ЗАДАЧА 1:
Повторите без изменений строки данных, от строки с «TARGET: island base cabinet» до последней строки данных, обе включительно.
══ ФРАГМЕНТ ДОКУМЕНТА
Но претендентка не отчаивалась — обратилась за помощью к папской курии. В то время апостольский престол пустовал после смерти Климента XIV 22 сентября 1774 года, и уже несколько месяцев члены конклава сидели взаперти во дворце, избирая нового папу. Тогда она остановила свой выбор на влиятельном прелате — декане Священной коллегии кардиналов и протекторе Королевства Польского Алессандро Альбани, тем более что именно он считался наиболее вероятным преемником покойного папы. Ксёндзу Ганецкому удалось передать ему письмо нашей героини, и заинтересованный кардинал отправил к ней своего секретаря аббата Роккатани.
Не раскрывая своих планов, Елизавета сумела обаять аббата рассказом о своих путешествиях по Европе, знакомстве с положением дел в Польше и Пруссии и своими симпатиями, высказанными в отношении католических обрядов; словом, по мнению Роккатани, «доказала или свою мудрость, или большую ловкость, — не знаю, право, что об этом думать». Но в письме, переданном им кардиналу, его собеседница объявила о своих правах на российский престол и о своей миссии: само небо назначило ей венец «для благосостояния церкви и счастья народов».
════
══ ИСХОДНЫЕ ДАННЫЕ
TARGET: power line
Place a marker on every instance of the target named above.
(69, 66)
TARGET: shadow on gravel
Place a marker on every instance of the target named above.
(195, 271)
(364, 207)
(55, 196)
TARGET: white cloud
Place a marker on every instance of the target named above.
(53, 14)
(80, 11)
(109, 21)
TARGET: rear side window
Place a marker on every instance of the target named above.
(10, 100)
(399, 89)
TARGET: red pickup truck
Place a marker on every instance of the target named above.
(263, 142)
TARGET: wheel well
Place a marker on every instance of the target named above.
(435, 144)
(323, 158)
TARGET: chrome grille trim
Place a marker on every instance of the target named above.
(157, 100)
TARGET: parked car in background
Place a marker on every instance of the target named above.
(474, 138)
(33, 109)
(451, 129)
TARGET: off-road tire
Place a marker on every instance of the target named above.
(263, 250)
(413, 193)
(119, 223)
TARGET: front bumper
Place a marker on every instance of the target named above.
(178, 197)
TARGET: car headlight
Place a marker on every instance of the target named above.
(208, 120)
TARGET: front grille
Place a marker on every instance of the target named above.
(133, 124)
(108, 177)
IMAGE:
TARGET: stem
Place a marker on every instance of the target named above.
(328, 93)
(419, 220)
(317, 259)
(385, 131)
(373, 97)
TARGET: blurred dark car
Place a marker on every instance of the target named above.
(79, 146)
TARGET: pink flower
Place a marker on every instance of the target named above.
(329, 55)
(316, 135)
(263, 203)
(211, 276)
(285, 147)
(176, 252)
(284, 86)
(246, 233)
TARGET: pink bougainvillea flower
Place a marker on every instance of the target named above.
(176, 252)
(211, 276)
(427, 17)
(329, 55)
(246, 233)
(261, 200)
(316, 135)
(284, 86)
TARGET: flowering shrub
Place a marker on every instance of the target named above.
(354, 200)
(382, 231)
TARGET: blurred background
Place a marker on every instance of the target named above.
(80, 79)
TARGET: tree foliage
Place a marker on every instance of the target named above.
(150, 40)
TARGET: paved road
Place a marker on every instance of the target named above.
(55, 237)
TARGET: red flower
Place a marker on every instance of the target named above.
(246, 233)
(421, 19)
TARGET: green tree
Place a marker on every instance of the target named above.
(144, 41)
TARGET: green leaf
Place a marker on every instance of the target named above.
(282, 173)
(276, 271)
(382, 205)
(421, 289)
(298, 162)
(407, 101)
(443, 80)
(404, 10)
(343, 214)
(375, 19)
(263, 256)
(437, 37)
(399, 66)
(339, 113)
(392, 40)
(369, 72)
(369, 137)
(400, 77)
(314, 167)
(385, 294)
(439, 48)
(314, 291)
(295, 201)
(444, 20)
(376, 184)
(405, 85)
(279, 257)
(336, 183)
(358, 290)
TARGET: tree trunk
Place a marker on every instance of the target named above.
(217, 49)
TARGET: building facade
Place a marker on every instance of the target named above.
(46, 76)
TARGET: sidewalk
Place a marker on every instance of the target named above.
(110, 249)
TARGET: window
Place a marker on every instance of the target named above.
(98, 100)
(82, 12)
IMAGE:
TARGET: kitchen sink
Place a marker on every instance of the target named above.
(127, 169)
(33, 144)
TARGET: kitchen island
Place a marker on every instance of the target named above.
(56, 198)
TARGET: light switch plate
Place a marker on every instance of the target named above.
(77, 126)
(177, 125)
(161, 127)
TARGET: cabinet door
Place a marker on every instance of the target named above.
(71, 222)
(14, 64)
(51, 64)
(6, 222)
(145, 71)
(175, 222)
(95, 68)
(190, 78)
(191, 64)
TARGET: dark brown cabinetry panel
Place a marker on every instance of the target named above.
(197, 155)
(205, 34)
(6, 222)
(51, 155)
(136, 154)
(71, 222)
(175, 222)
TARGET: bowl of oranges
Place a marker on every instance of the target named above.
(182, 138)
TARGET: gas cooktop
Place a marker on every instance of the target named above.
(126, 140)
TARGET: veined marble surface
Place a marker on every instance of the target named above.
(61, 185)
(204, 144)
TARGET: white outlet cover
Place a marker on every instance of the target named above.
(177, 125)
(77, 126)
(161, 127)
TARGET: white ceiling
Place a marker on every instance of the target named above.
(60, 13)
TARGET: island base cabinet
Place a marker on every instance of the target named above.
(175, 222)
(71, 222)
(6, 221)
════
ЗАДАЧА 2:
Как перевести на английский язык это предложение из фрагмента: «Ксёндзу Ганецкому удалось передать ему письмо нашей героини, и заинтересованный кардинал отправил к ней своего секретаря аббата Роккатани»?

ПРАВИЛЬНЫЙ ОТВЕТ 1:
TARGET: island base cabinet
Place a marker on every instance of the target named above.
(175, 222)
(71, 222)
(6, 221)

ПРАВИЛЬНЫЙ ОТВЕТ 2:
The priest Ganetsky managed to deliver our heroine's letter to him, and the intrigued cardinal sent his secretary, Abbé Roccatani, to her.